TASK GOAL
Rewrite the lines of these items with "thickest" changed to "widest" wherever it occurs, keeping everything else the same.

RECORDS FOR PROCESSING
-*-*-

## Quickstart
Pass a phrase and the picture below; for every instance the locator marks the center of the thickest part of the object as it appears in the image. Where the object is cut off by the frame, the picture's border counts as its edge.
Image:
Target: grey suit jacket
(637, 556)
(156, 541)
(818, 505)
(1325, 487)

-*-*-

FULL SOLUTION
## Quickstart
Pass a phrase and the picture below; for every instance the locator marks the center of the widest part of the object as it appears in the image. Where the object is cut off by the frame, the picture's border counts as its edge.
Image:
Target: grey suit jacket
(637, 556)
(156, 541)
(818, 505)
(1325, 487)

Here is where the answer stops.